TEXTAUSZUG
==========

Sie löschen brennende Container, landen mit dem Fallschirm oder stellen nach, wie sie Randalierer zu Boden bringen. Großer Beifall für die Polizei, dabei hat die Wirklichkeit die Blaulichtmeile arg zerzaust: Wasserwerfer, Reiterstaffel und Einsatzhundertschaft, eigentlich auch vorbereitet auf einen Samstag der Show-Einlagen, sind aus befürchtetem Anlass abkommandiert nach Chemnitz.

Städte präsentieren sich beim NRW-Tag in Essen

Mehrere solcher Meilen und Bühnen belegt der NRW-Tag in der Innenstadt und auf der Zeche Zollverein. Hier präsentieren sich ungezählte Essener Vereine, in den weißen Zelten dort stellen sich Ministerien, Behörden und das Parlament dar, und an dritter Stelle reihen sich die Tourismus-Werber aneinander und verteilen Broschüren. Natürlich nicht nur.

„Hamm“ zum Beispiel dreht am Glücksrad, bei „Bonn“ kann man sich fotografieren lassen mit dem Hintergrund Bonn und bei „Funcity Bottrop“ (Freudenstadt Bottrop) mit ungeheuren Gestalten aus dem Grusellabyrinth. „Vielen Menschen ist gar nicht klar, wie viele Attraktionen wir in Bottrop haben“, sagt Sara Kreipe aus der Wirtschaftsförderung – und dann selbstironisch: „Auch in Bottrop gibt es Hotels.“

Fallschirmsprünge der Spezialeinheit GSG 9

Am Berliner Platz drängen sich derweil die Besucher. Das erste Highlight schwebt ihnen vom Himmel direkt vor die Füße. "Landen die wirklich hier?", fragt der elfjährige Simon seine Mutter. Die Essener Familie ist extra früh zum NRW-Tag angereist, um die Fallschirmsprünge der Spezialeinheit GSG 9 aus einem Einsatzhubschrauber der Bundespolizei nicht zu verpassen. "Sowas sieht man ja sonst nie", freut sich Simon, der kaum fassen kann, dass wenige Meter von ihm entfernt ein Fallschirmspringer landet. Dann macht er sich auf die Suche nach den Rettungshunden, die nicht nur vorführen, was sie können, sondern auch gestreichelt werden dürfen.

==========

AUFGABE 1
Wohin wurden laut dem Textauszug Wasserwerfer, Reiterstaffel und Einsatzhundertschaft abkommandiert?
Textauszug und Liste sind voneinander unabhängiges Material.

==========

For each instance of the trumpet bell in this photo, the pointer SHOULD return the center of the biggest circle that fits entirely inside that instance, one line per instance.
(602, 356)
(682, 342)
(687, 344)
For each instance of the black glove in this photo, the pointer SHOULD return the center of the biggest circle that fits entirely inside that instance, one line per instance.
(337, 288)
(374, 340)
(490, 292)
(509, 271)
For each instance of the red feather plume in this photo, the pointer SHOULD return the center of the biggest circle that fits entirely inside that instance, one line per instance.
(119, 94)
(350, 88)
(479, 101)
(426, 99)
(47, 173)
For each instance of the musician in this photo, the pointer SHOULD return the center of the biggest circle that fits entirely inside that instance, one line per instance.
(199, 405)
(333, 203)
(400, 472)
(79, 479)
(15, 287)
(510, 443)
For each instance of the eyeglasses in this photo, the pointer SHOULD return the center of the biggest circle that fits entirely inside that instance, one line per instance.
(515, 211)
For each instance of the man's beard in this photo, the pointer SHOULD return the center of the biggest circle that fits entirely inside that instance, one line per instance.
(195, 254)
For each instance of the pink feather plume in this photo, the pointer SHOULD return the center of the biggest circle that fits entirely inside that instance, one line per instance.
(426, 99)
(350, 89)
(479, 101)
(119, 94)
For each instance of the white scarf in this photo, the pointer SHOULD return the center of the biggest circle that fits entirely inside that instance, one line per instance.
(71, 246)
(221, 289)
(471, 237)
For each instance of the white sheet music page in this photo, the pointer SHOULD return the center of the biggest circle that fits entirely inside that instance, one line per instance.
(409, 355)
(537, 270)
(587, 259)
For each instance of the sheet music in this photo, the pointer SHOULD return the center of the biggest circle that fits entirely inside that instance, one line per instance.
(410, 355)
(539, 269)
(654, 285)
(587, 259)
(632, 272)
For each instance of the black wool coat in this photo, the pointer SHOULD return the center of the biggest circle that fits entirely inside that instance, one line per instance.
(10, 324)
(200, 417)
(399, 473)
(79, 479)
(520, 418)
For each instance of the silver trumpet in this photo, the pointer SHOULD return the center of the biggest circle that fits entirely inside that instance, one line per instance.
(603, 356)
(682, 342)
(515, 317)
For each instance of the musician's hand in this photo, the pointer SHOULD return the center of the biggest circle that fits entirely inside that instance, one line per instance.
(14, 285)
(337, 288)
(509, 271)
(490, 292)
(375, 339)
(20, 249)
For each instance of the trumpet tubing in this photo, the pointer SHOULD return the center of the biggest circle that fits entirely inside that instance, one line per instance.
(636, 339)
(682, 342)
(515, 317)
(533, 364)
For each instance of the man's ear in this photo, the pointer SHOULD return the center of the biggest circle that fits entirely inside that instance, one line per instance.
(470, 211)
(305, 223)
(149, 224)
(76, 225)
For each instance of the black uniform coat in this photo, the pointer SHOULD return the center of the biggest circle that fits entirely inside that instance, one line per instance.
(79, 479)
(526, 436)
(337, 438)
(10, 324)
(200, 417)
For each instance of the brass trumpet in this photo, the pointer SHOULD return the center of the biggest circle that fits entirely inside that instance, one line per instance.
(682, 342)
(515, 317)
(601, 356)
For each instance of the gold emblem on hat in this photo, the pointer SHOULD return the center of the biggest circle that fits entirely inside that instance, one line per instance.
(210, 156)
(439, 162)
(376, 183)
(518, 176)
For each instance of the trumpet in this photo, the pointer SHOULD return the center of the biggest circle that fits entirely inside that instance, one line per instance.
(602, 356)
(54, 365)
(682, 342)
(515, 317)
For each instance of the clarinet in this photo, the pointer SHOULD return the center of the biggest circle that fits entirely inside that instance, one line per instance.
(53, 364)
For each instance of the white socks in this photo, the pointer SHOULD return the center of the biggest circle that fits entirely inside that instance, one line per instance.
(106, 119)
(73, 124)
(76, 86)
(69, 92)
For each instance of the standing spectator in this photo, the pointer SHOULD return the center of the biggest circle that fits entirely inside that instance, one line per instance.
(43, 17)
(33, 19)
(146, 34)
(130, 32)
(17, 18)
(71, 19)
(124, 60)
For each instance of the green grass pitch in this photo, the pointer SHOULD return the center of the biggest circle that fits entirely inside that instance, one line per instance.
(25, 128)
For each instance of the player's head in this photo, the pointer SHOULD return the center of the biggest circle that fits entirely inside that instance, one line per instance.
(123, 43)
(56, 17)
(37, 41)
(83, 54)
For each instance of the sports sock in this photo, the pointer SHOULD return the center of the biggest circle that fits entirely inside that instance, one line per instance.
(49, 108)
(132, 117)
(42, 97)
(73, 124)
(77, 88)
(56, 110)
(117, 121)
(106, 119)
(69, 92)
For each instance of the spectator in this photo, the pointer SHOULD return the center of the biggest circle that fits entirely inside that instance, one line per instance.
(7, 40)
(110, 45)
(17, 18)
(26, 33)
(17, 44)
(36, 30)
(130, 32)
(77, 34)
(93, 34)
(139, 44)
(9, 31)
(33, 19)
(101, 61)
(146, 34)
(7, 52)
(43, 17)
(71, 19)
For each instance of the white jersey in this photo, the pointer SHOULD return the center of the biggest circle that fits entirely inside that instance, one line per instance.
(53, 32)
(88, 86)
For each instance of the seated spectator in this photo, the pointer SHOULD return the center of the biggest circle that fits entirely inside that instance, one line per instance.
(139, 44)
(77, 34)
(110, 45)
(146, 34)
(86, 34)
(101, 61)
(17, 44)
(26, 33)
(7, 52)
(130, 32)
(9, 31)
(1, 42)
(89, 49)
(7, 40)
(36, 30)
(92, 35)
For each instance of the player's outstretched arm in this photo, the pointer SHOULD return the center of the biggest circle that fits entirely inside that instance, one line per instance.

==========

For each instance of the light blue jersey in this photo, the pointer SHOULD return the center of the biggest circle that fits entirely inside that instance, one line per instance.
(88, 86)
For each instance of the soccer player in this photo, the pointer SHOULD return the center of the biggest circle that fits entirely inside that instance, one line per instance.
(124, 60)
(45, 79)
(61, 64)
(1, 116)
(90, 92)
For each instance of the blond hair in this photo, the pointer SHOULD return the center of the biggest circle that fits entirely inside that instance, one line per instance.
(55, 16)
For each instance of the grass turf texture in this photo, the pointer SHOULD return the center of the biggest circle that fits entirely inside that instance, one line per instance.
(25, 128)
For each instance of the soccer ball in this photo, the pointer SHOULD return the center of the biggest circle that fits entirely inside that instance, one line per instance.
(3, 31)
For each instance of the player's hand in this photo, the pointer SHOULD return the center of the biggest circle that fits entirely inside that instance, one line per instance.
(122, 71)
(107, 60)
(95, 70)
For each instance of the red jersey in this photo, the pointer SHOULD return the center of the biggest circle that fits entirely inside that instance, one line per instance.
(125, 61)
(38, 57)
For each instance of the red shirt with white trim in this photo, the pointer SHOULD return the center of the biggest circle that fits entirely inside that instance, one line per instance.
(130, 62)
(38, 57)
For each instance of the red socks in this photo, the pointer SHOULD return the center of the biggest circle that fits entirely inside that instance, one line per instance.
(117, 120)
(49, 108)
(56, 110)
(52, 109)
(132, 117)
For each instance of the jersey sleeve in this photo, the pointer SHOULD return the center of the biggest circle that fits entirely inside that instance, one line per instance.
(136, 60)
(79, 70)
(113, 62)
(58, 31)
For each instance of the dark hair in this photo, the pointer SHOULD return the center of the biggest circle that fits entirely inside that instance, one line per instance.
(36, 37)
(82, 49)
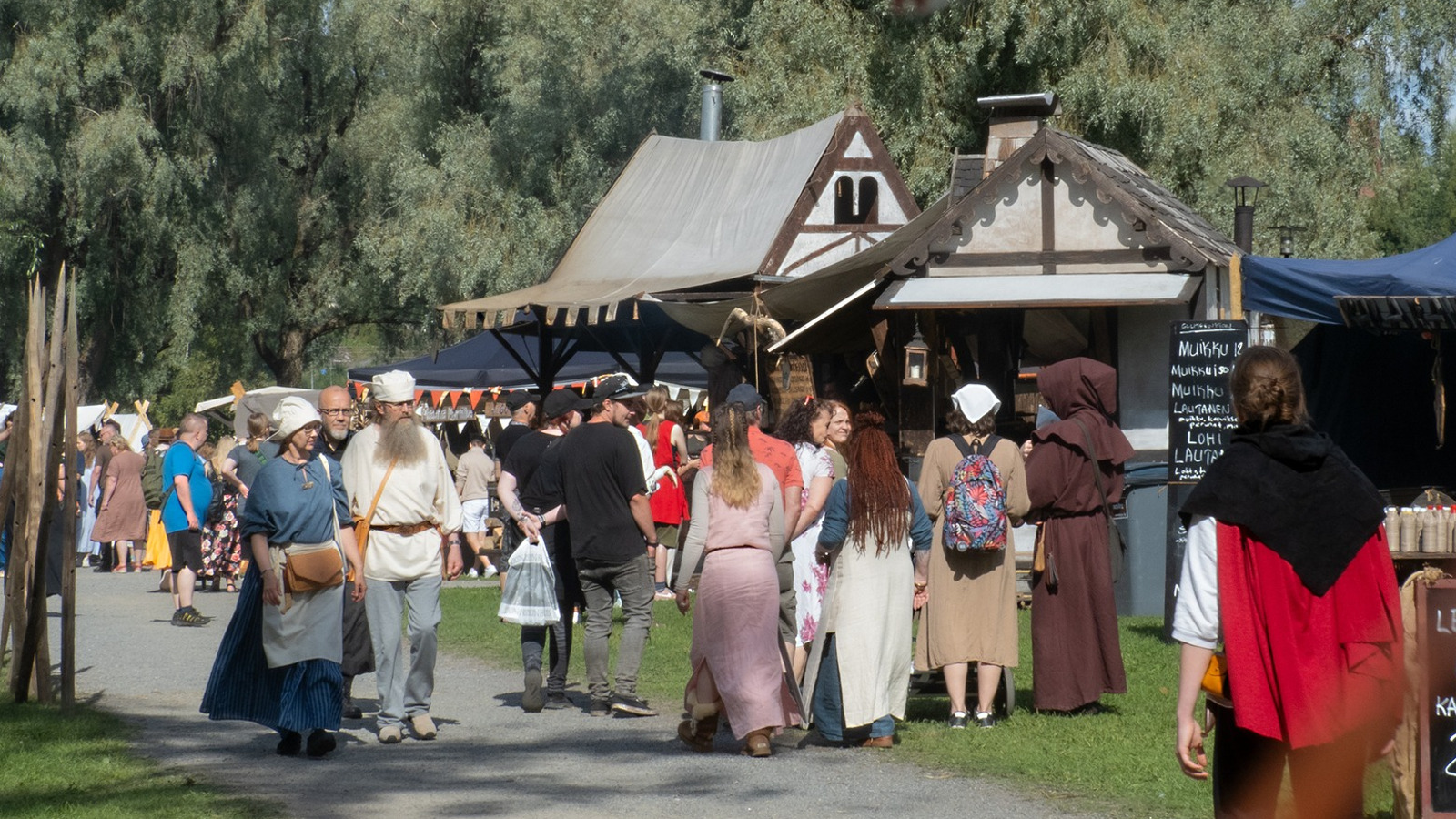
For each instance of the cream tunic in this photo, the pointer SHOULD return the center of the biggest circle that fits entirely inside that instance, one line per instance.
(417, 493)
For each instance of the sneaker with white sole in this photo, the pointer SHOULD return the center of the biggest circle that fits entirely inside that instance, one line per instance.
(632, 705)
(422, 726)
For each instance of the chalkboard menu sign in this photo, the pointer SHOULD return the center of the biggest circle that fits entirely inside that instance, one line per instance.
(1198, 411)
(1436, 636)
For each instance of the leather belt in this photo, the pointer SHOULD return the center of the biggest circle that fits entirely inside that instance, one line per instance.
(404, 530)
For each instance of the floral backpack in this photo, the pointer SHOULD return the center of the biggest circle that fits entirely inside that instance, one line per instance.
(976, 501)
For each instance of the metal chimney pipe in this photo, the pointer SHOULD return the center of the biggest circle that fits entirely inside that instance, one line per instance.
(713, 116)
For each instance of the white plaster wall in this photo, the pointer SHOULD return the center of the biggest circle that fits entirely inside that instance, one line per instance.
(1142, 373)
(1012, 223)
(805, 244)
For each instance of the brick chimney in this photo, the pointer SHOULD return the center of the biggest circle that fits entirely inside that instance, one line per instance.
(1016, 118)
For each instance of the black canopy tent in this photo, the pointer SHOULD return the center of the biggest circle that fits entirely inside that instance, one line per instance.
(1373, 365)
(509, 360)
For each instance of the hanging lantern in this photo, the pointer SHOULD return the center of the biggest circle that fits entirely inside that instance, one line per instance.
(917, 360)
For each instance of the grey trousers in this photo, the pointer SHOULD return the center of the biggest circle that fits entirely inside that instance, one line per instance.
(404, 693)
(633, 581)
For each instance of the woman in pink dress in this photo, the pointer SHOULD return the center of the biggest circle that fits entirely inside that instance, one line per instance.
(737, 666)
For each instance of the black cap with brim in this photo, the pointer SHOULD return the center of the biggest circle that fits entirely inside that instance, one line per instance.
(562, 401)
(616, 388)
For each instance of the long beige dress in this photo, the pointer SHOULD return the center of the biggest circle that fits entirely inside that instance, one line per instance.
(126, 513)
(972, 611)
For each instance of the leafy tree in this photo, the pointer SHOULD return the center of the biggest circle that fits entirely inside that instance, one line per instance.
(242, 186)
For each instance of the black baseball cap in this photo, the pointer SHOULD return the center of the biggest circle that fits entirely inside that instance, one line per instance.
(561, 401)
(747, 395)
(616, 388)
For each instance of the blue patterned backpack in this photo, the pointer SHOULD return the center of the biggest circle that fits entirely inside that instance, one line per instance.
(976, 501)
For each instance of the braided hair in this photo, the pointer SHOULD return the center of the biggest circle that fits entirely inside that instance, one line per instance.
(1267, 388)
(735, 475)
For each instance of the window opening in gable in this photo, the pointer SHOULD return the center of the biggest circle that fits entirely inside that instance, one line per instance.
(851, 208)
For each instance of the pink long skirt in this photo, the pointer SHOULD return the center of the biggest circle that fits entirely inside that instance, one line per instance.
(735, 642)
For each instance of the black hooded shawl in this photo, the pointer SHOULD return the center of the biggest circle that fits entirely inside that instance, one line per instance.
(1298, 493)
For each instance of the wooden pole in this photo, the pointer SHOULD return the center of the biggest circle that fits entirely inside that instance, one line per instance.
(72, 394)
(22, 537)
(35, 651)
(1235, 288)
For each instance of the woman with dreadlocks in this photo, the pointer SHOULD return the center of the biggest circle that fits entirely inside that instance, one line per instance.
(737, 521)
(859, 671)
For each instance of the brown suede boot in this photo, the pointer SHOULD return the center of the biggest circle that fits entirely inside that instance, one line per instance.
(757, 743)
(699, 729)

==========

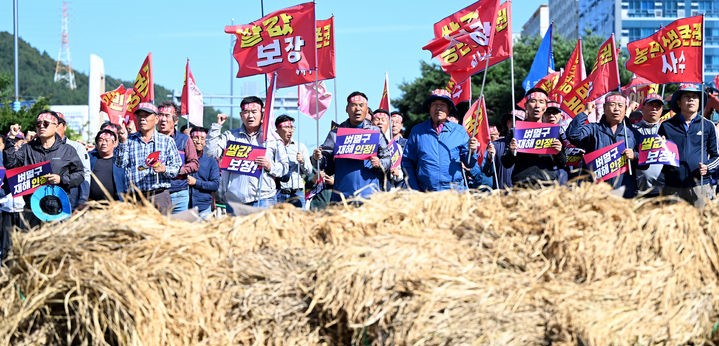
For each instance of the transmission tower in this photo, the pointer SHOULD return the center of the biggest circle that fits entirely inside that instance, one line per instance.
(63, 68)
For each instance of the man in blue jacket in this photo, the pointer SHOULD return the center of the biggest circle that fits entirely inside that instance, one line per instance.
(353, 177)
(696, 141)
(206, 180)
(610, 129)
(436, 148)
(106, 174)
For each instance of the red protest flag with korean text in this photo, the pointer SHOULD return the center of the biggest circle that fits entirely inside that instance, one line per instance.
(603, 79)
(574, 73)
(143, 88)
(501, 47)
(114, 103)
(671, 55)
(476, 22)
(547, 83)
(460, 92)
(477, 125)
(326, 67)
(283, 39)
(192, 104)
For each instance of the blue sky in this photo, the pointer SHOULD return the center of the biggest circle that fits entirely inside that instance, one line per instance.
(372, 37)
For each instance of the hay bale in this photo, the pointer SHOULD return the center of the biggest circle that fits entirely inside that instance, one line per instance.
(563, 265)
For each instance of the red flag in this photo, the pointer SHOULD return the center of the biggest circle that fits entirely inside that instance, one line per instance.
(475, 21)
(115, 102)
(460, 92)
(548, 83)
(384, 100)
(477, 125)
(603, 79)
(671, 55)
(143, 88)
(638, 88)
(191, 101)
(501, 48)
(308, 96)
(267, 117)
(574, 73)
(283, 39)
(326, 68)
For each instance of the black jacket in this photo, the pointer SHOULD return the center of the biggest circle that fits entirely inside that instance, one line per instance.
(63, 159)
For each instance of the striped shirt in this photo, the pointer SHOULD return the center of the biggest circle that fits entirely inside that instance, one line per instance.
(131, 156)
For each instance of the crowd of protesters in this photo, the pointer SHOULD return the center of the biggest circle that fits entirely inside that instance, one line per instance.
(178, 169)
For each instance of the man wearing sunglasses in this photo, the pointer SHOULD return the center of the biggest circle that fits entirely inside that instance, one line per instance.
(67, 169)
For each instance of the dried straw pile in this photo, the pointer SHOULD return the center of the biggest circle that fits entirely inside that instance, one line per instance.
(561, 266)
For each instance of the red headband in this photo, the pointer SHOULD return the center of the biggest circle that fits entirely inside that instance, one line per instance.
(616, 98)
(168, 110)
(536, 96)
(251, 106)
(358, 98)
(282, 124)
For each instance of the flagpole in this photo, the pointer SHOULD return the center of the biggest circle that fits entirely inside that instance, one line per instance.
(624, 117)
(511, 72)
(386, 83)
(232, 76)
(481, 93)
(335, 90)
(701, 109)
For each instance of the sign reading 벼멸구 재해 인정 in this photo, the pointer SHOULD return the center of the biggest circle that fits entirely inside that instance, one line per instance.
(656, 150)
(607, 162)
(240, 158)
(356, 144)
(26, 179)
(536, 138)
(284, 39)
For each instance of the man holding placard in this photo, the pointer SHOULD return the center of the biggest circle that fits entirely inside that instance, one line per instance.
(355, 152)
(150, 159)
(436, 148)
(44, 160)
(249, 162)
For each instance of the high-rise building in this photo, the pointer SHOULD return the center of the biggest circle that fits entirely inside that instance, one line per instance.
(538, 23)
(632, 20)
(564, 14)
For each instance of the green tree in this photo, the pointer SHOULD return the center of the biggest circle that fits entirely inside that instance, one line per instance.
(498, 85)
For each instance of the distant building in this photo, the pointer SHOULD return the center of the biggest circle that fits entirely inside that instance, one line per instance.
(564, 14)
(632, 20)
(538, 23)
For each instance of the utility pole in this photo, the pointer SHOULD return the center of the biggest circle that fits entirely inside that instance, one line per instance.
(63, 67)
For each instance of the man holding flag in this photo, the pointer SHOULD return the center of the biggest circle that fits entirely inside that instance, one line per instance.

==========

AUFGABE 2
Entnimm der Liste unverändert die Zeilen, beginnend mit der Zeile, die „For each instance of the braided“ enthält, bis einschließlich der Zeile mit „(1235, 288)“.

VOLLSTÄNDIGE AUSGABE 1
Nach Chemnitz.

VOLLSTÄNDIGE AUSGABE 2
For each instance of the braided hair in this photo, the pointer SHOULD return the center of the biggest circle that fits entirely inside that instance, one line per instance.
(1267, 388)
(735, 475)
For each instance of the window opening in gable in this photo, the pointer SHOULD return the center of the biggest circle that fits entirely inside that instance, one line per instance.
(851, 208)
For each instance of the pink long skirt in this photo, the pointer SHOULD return the center of the biggest circle that fits entirely inside that instance, one line per instance.
(735, 642)
For each instance of the black hooded shawl in this photo, the pointer SHOULD return the center of the biggest circle that fits entirely inside that instance, one line per instance.
(1298, 493)
For each instance of the wooden pole in this photo, the pointer SHOULD return the center of the biggest circle that fits entirely inside that instance, one line per instance.
(72, 394)
(22, 537)
(35, 651)
(1235, 288)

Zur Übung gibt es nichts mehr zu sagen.